What the task requires >>
Please retype every entry below, keeping it exactly the same.

Information >>
=== Begin Enclosure ===

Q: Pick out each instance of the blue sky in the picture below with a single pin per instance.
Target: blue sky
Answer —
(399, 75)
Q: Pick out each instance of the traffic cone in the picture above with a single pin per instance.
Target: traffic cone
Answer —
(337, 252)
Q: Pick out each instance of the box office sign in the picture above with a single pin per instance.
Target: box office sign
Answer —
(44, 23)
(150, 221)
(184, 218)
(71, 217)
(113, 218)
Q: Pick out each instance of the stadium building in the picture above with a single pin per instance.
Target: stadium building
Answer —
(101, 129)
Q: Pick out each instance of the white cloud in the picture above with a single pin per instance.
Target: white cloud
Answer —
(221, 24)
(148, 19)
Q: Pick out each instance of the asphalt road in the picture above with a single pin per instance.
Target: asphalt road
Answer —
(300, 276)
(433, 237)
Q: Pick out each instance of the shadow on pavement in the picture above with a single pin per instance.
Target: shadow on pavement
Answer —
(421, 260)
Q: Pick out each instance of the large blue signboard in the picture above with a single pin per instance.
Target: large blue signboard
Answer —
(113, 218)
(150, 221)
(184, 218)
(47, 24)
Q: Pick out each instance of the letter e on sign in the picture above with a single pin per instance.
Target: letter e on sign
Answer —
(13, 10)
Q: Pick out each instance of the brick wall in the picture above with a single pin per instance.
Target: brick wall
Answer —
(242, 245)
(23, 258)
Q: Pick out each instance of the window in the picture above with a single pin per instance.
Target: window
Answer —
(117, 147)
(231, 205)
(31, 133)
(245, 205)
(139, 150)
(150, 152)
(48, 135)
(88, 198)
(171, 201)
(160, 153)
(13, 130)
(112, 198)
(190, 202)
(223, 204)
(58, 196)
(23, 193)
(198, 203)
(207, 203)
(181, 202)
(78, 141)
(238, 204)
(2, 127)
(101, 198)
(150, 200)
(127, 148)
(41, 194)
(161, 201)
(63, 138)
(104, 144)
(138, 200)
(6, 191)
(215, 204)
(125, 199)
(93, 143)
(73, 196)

=== End Enclosure ===

Output of the task >>
Q: Pick out each instance of the blue sky in the picture below with a single pin per instance.
Target: blue sky
Answer —
(399, 75)
Q: Pick out each instance of the traffic cone in the picture above with a single pin per instance.
Target: traffic cone
Answer —
(337, 252)
Q: Pick out each instance of the box office sign in the picture above with a single pin per instance.
Target: box office sign
Answer —
(44, 23)
(150, 221)
(184, 218)
(71, 217)
(113, 218)
Q: Pick out each instance of the stadium building in the picture above with a single pin per instance.
Target: stadium building
Answer —
(101, 129)
Q: Pick out each instance of the white cloud in the picture above with a single pin per instance.
Target: white cloud
Answer —
(221, 24)
(148, 19)
Q: Pick out each instance of the asphalt road in the picture above with a single pin per instance.
Target: asphalt road
Answer —
(300, 276)
(433, 237)
Q: Pick out each instance of the shadow on pavement in the picture above with a single pin per instance.
Target: shadow on pavement
Answer —
(421, 260)
Q: Pick out each instance of the large blue signboard in the picture above with a single pin per instance.
Target: large blue signboard
Answer —
(113, 218)
(150, 221)
(184, 218)
(47, 24)
Q: Pick out each instance of the letter e on sign in the picture above with a single pin per instance.
Target: letter e on sign
Answer —
(13, 10)
Q: Pick out each instance of the brick wall in the picture above with a single pin per instance.
Target: brick wall
Answer —
(242, 245)
(23, 258)
Q: Pick out each instance of the window in the picture above with a single pin per instance.
Target: window
Answer —
(117, 147)
(231, 205)
(31, 133)
(245, 205)
(139, 150)
(150, 152)
(48, 135)
(88, 198)
(171, 201)
(160, 153)
(13, 130)
(112, 198)
(190, 202)
(223, 204)
(58, 196)
(23, 193)
(198, 203)
(207, 203)
(181, 202)
(78, 141)
(238, 204)
(2, 127)
(101, 198)
(150, 200)
(127, 148)
(41, 194)
(161, 201)
(63, 138)
(104, 144)
(138, 200)
(6, 191)
(215, 204)
(125, 199)
(93, 143)
(73, 196)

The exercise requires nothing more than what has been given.